INSTRUCTION >>
Every line below must be reproduced exactly. Copy them all.

Point labeling dataset excerpts
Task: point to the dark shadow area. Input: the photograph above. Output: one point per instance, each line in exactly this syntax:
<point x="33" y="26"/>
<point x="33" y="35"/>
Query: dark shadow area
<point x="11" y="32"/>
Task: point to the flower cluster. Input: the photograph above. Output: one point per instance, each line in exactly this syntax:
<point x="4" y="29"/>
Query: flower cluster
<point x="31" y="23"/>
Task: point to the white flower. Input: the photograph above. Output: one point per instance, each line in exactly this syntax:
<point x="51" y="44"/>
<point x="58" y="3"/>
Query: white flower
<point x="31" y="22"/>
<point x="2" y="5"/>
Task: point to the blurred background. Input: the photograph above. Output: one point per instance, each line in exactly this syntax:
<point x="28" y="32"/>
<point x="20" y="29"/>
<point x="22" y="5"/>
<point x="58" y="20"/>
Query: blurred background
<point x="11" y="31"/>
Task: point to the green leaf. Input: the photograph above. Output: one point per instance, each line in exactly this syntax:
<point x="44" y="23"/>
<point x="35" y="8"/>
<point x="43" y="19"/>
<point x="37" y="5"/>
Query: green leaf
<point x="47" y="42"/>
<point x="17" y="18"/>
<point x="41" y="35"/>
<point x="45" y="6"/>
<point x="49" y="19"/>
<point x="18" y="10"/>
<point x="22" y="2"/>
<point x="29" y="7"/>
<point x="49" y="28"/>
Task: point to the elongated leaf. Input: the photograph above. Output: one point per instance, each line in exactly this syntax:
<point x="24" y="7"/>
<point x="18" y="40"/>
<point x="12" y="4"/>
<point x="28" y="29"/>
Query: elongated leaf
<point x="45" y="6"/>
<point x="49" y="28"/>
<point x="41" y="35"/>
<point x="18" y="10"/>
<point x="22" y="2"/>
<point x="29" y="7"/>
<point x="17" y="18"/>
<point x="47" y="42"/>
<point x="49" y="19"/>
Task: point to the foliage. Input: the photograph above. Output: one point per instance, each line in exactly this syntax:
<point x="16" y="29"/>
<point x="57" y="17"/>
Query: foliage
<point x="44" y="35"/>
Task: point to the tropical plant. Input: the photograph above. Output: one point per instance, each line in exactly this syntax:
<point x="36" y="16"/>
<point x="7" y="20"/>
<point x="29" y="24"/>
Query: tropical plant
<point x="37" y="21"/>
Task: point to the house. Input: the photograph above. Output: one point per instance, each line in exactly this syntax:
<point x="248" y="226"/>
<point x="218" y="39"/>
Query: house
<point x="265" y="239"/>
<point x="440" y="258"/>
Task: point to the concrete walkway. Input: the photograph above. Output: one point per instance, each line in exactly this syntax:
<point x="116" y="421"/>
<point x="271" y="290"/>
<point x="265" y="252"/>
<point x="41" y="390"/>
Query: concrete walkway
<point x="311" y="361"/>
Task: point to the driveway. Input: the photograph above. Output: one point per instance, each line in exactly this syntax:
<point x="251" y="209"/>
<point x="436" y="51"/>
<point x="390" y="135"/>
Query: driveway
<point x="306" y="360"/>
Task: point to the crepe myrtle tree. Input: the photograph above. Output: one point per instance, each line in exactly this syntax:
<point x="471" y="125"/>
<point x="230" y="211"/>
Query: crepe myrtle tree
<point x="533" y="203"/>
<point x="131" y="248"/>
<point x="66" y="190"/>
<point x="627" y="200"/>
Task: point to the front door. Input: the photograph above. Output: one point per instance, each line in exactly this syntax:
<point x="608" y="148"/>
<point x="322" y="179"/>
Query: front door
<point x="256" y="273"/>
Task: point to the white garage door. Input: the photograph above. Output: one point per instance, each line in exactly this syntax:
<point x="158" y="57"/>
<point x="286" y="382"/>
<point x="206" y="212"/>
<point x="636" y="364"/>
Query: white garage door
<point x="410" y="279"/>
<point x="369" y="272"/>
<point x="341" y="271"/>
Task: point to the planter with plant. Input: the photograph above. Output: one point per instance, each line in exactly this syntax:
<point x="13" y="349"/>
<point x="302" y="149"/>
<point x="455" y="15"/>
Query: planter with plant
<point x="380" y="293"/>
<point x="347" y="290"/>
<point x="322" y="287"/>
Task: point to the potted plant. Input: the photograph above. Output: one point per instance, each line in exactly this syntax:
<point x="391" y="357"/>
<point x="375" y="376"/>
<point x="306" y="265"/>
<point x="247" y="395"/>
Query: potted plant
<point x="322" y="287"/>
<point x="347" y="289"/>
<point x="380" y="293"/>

TASK ANSWER >>
Task: point to the dark shadow area. Input: the photograph above. Output: one point per instance, each line in exactly this syntax:
<point x="33" y="26"/>
<point x="33" y="35"/>
Query: dark shadow area
<point x="11" y="32"/>
Task: point to the flower cluster. Input: the photograph above. Output: one point per instance, each line in exactly this syntax:
<point x="4" y="29"/>
Query: flower cluster
<point x="31" y="23"/>
Task: point to the white flower. Input: the photograph above. Output: one point per instance, each line in exactly this syntax:
<point x="51" y="44"/>
<point x="58" y="3"/>
Query: white flower
<point x="31" y="22"/>
<point x="2" y="5"/>
Task: point to the blurred background. Input: the photograph above. Output: one point per instance, each line in exactly this syntax:
<point x="28" y="32"/>
<point x="20" y="29"/>
<point x="22" y="5"/>
<point x="58" y="20"/>
Query: blurred background
<point x="11" y="31"/>
Task: point to the green leaf. Input: the photograph above. Output: one point per instance, each line in exactly this syntax:
<point x="44" y="23"/>
<point x="35" y="8"/>
<point x="43" y="19"/>
<point x="37" y="5"/>
Query: green leaf
<point x="47" y="42"/>
<point x="17" y="18"/>
<point x="41" y="35"/>
<point x="45" y="6"/>
<point x="49" y="19"/>
<point x="18" y="10"/>
<point x="22" y="2"/>
<point x="29" y="7"/>
<point x="49" y="28"/>
Task: point to the elongated leaf. Input: the photograph above. Output: one point per instance, each line in exactly this syntax:
<point x="24" y="7"/>
<point x="18" y="40"/>
<point x="12" y="4"/>
<point x="28" y="29"/>
Query: elongated leaf
<point x="45" y="6"/>
<point x="49" y="28"/>
<point x="41" y="35"/>
<point x="18" y="10"/>
<point x="22" y="2"/>
<point x="29" y="7"/>
<point x="17" y="18"/>
<point x="47" y="42"/>
<point x="49" y="19"/>
Task: point to the foliage. Input: the photograph above. Output: one point per instance, each line in exactly this syntax:
<point x="16" y="29"/>
<point x="57" y="17"/>
Query: foliage
<point x="44" y="35"/>
Task: point to the tropical plant. Input: the photograph above. Output: one point per instance, each line in exactly this syntax:
<point x="36" y="16"/>
<point x="7" y="20"/>
<point x="29" y="24"/>
Query: tropical plant
<point x="37" y="21"/>
Task: point to the house. Input: the photograph above. Output: one point per instance, each line in exactly this syntax:
<point x="248" y="226"/>
<point x="218" y="39"/>
Query: house
<point x="265" y="239"/>
<point x="440" y="258"/>
Task: point to the concrete walkway. Input: the photograph above. Output: one point per instance, each line in exactly this syntax:
<point x="116" y="421"/>
<point x="271" y="290"/>
<point x="265" y="252"/>
<point x="41" y="390"/>
Query: concrete walkway
<point x="311" y="361"/>
Task: point to the driveway. Input: the photograph above. Output: one point per instance, each line in exactly this syntax:
<point x="251" y="209"/>
<point x="436" y="51"/>
<point x="390" y="135"/>
Query: driveway
<point x="306" y="360"/>
Task: point to the crepe myrtle tree. Input: the photograph above. Output: one point per instance, each line in exactly this syntax:
<point x="471" y="125"/>
<point x="230" y="211"/>
Query: crepe myrtle tree
<point x="533" y="203"/>
<point x="131" y="248"/>
<point x="66" y="190"/>
<point x="627" y="200"/>
Task: point to the front door. Input: the photograph above. Output: one point per instance, each line in exactly this syntax:
<point x="608" y="148"/>
<point x="322" y="179"/>
Query: front door
<point x="256" y="273"/>
Task: point to the white garage door. Input: the photograph above. Output: one point per instance, each line in exactly this syntax:
<point x="158" y="57"/>
<point x="286" y="382"/>
<point x="206" y="212"/>
<point x="636" y="364"/>
Query: white garage door
<point x="410" y="279"/>
<point x="369" y="272"/>
<point x="341" y="271"/>
Task: point to the planter with plant. Input: the photograph above. Output: one point per instance, each line in exactly this syntax:
<point x="13" y="349"/>
<point x="302" y="149"/>
<point x="455" y="15"/>
Query: planter with plant
<point x="380" y="293"/>
<point x="347" y="290"/>
<point x="322" y="287"/>
Task: point to the potted plant. Input: the photograph above. Output: one point per instance, each line in exactly this syntax:
<point x="391" y="357"/>
<point x="375" y="376"/>
<point x="306" y="265"/>
<point x="247" y="395"/>
Query: potted plant
<point x="322" y="287"/>
<point x="347" y="289"/>
<point x="380" y="293"/>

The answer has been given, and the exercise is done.